• [与えられた課題 a] 以下のレコードから、文字列「green」を含む行をすべて抽出せよ。大文字と小文字は区別すること。

• [抜粋本文]
━━━━━━━━━━

(58)【調査した分野】(Int.Cl.,DB名)
【発明の開示】
【発明が解決しようとする課題】
【0003】
三次元実装技術が進歩するに伴い、半導体基板は、数十nmレベルの精度でパターニングが施されており、僅か数十nmの寸法変化が生じた場合でも歩留り低下の原因になる。半導体基板の寸法変化を抑制するためには、半導体基板を支持するための支持ガラス基板を用いることが有効であり、平坦な支持ガラス基板を用いることが特に有効である。
【0004】
しかし、平坦な支持ガラス基板を用いると、半導体パッケージの製造工程で静電気による問題が発生し易くなる。すなわち、半導体パッケージの製造工程では、支持ガラス基板と定盤との接触剥離が繰り返される。この接触剥離が繰り返されると、支持ガラス基板内の帯電量が増加して、絶縁破壊を引き起こす可能性が高くなる。また、支持ガラス基板と定盤の熱膨張係数差が大きい場合、熱プロセスで支持ガラス基板と定盤の摩擦によって支持ガラス基板が帯電して、絶縁破壊を起こす虞もある。支持ガラス基板が絶縁破壊すれば、半導体基板が汚染されて、コスト高の原因になる。

━━━━━━━━━━

• [入力データ]
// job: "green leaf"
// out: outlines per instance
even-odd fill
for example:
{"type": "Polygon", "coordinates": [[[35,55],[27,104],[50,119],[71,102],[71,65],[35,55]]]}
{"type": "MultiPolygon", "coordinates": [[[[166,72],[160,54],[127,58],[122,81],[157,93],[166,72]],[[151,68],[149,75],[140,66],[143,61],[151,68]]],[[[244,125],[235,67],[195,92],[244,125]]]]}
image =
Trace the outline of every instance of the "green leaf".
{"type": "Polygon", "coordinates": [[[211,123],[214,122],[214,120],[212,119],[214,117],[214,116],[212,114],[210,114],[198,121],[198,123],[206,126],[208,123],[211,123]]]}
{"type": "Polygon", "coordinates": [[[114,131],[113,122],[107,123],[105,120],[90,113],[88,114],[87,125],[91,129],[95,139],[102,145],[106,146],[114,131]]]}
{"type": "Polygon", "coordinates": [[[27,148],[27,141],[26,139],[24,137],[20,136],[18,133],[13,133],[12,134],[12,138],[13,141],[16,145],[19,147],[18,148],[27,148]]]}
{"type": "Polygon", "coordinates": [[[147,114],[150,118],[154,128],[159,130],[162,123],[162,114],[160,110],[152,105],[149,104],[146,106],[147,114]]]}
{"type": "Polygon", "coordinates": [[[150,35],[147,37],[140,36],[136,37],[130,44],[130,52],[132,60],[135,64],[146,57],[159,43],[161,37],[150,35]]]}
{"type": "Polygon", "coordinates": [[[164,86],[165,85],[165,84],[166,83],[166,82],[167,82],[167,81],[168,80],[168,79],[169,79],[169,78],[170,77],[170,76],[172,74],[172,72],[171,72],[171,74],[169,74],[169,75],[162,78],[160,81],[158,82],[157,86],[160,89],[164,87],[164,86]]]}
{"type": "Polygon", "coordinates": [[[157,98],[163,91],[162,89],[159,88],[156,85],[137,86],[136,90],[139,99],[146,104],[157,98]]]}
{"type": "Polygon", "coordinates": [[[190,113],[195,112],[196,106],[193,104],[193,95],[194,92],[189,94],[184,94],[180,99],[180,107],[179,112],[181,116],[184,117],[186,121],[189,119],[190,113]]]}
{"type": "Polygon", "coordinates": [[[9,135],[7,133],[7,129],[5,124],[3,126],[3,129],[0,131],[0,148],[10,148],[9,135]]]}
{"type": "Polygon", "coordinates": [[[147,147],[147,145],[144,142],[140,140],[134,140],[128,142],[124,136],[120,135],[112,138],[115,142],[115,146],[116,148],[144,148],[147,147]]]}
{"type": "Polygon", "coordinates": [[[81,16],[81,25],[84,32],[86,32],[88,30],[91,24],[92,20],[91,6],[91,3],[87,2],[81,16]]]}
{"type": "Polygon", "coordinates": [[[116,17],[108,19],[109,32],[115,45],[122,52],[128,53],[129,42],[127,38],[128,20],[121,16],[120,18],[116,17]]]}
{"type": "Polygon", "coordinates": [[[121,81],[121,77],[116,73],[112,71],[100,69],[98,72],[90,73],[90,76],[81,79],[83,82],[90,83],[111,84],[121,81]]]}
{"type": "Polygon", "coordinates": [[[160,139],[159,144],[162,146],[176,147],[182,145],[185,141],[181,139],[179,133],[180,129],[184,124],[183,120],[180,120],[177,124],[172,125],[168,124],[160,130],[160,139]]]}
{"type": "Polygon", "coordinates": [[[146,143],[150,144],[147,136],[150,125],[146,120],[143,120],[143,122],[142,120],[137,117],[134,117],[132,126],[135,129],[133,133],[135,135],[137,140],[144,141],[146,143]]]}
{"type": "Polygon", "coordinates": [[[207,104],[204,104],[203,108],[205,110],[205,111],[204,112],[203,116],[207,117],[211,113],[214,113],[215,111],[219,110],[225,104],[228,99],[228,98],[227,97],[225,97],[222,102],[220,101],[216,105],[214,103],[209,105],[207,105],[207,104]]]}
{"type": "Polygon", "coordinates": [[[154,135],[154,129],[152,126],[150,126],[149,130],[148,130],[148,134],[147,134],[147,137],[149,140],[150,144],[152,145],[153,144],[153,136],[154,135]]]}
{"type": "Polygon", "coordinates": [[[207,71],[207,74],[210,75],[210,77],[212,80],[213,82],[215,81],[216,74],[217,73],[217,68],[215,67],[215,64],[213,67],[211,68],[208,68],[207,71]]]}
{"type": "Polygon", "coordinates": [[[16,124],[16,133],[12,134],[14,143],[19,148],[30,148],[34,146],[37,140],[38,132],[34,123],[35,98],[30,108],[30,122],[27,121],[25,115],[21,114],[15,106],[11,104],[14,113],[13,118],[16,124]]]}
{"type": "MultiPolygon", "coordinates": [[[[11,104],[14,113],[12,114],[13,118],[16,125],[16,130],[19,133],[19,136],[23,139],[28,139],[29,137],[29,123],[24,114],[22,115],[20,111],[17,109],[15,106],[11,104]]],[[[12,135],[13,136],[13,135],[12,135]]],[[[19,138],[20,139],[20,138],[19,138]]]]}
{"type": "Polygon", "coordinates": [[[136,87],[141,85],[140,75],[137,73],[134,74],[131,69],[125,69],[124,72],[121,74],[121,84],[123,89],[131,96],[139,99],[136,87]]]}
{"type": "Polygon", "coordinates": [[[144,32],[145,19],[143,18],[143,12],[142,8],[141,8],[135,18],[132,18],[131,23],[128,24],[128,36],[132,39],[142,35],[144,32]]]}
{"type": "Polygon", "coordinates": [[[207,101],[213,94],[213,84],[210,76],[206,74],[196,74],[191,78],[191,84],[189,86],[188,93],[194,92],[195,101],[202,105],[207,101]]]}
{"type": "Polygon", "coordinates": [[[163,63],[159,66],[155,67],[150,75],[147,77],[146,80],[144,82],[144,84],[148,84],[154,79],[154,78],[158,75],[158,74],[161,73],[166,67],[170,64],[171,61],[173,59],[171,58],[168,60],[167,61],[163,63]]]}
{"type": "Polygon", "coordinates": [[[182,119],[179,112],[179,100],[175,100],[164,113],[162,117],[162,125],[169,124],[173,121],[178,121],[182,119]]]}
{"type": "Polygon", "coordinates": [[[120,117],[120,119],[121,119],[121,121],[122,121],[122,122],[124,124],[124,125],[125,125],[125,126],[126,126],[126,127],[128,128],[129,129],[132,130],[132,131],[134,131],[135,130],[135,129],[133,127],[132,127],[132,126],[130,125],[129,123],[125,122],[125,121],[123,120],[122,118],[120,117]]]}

━━━━━━━━━━

• [与えられた課題 b] 上に示した支持ガラス基板に関する抜粋本文を、一字も変えずに全文出力せよ。

• [期待される回答 a]
// job: "green leaf"
Trace the outline of every instance of the "green leaf".

• [期待される回答 b]
(58)【調査した分野】(Int.Cl.,DB名)
【発明の開示】
【発明が解決しようとする課題】
【0003】
三次元実装技術が進歩するに伴い、半導体基板は、数十nmレベルの精度でパターニングが施されており、僅か数十nmの寸法変化が生じた場合でも歩留り低下の原因になる。半導体基板の寸法変化を抑制するためには、半導体基板を支持するための支持ガラス基板を用いることが有効であり、平坦な支持ガラス基板を用いることが特に有効である。
【0004】
しかし、平坦な支持ガラス基板を用いると、半導体パッケージの製造工程で静電気による問題が発生し易くなる。すなわち、半導体パッケージの製造工程では、支持ガラス基板と定盤との接触剥離が繰り返される。この接触剥離が繰り返されると、支持ガラス基板内の帯電量が増加して、絶縁破壊を引き起こす可能性が高くなる。また、支持ガラス基板と定盤の熱膨張係数差が大きい場合、熱プロセスで支持ガラス基板と定盤の摩擦によって支持ガラス基板が帯電して、絶縁破壊を起こす虞もある。支持ガラス基板が絶縁破壊すれば、半導体基板が汚染されて、コスト高の原因になる。